» **Written exercise a**: Filter the records below and copy each line that contains the string "where". Case counts.

» **Passage given**:

Theatrical Release Date: West Germany, 1990
Director: Jörg Buttgereit
Writers: Jörg Buttgereit, Franz Rodenkirchen
Cast: Hermann Kopp, Heinrich Ebber, Michael Krause, Eva-Maria Kurz, Angelika Hoch, Nicholas Petche, Susanne Betz, Mark Reeder, Hille Saul, Ades Zabel, Jörg Buttgereit, Bela B.

BluRay released: June 9th, 2015
Approximate running time: 76 minutes
Aspect Ratio: 1.33:1 Aspect Ratio / 1080 Progressive / MPEG-4 AVC
Rating: NR
Sound: Dolby Digital 5.1 German, Dolby Digital Stereo German
Subtitles: English
BluRay Release: Cult Epics
Region Coding: Region A
Retail Price: $34.95

Synopsis: Seven days, seven deaths, with each death taking place on a different day of the week.

After shocking audiences with his debut feature film Jörg Buttgereit decided that he did not want to repeat himself and thus become pigeonholed as a filmmaker. So with his next film Der Todesking he would create a film that is the antithesis of his debut film Nekromantik.

Der Todesking’s narrative is not connected by a protagonist, but by one central theme death. There are seven tales which make up this film’s narrative and In between each of these stories is an image of a rotting corpse. Also there are briefs scenes which open and close the film with a young girl who has been drawing Der Todseking (aka The Death King).

Content wise, where Buttgereit’s debut film was meant to shock audiences with its gruesome imagery. This is not the case with Der Todesking a film which depicts seven deaths and yet when it comes to actually onscreen gore things are rather tame.

» **Given information**:
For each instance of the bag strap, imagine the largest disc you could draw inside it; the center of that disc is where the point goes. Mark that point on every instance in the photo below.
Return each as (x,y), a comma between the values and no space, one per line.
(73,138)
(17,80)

* * *

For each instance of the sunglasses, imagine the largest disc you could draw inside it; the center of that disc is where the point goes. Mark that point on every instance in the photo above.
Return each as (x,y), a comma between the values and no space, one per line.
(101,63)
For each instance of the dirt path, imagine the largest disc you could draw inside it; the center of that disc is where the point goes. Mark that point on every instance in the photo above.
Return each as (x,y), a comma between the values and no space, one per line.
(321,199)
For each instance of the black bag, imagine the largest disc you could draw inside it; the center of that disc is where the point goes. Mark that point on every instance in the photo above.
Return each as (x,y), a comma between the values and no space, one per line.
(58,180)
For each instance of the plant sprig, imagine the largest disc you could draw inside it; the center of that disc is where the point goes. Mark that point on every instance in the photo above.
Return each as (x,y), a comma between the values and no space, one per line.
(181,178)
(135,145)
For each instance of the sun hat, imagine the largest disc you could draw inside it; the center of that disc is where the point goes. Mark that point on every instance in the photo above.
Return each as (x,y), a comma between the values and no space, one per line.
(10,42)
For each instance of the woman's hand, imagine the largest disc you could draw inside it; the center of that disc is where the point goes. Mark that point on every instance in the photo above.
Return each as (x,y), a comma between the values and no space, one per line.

» **Written exercise b**: Write out the Der Todesking review above word for word, in full.

» **Written solution a**:
For each instance of the bag strap, imagine the largest disc you could draw inside it; the center of that disc is where the point goes. Mark that point on every instance in the photo below.
For each instance of the sunglasses, imagine the largest disc you could draw inside it; the center of that disc is where the point goes. Mark that point on every instance in the photo above.
For each instance of the dirt path, imagine the largest disc you could draw inside it; the center of that disc is where the point goes. Mark that point on every instance in the photo above.
For each instance of the black bag, imagine the largest disc you could draw inside it; the center of that disc is where the point goes. Mark that point on every instance in the photo above.
For each instance of the plant sprig, imagine the largest disc you could draw inside it; the center of that disc is where the point goes. Mark that point on every instance in the photo above.
For each instance of the sun hat, imagine the largest disc you could draw inside it; the center of that disc is where the point goes. Mark that point on every instance in the photo above.
For each instance of the woman's hand, imagine the largest disc you could draw inside it; the center of that disc is where the point goes. Mark that point on every instance in the photo above.

» **Written solution b**:
Theatrical Release Date: West Germany, 1990
Director: Jörg Buttgereit
Writers: Jörg Buttgereit, Franz Rodenkirchen
Cast: Hermann Kopp, Heinrich Ebber, Michael Krause, Eva-Maria Kurz, Angelika Hoch, Nicholas Petche, Susanne Betz, Mark Reeder, Hille Saul, Ades Zabel, Jörg Buttgereit, Bela B.

BluRay released: June 9th, 2015
Approximate running time: 76 minutes
Aspect Ratio: 1.33:1 Aspect Ratio / 1080 Progressive / MPEG-4 AVC
Rating: NR
Sound: Dolby Digital 5.1 German, Dolby Digital Stereo German
Subtitles: English
BluRay Release: Cult Epics
Region Coding: Region A
Retail Price: $34.95

Synopsis: Seven days, seven deaths, with each death taking place on a different day of the week.

After shocking audiences with his debut feature film Jörg Buttgereit decided that he did not want to repeat himself and thus become pigeonholed as a filmmaker. So with his next film Der Todesking he would create a film that is the antithesis of his debut film Nekromantik.

Der Todesking’s narrative is not connected by a protagonist, but by one central theme death. There are seven tales which make up this film’s narrative and In between each of these stories is an image of a rotting corpse. Also there are briefs scenes which open and close the film with a young girl who has been drawing Der Todseking (aka The Death King).

Content wise, where Buttgereit’s debut film was meant to shock audiences with its gruesome imagery. This is not the case with Der Todesking a film which depicts seven deaths and yet when it comes to actually onscreen gore things are rather tame.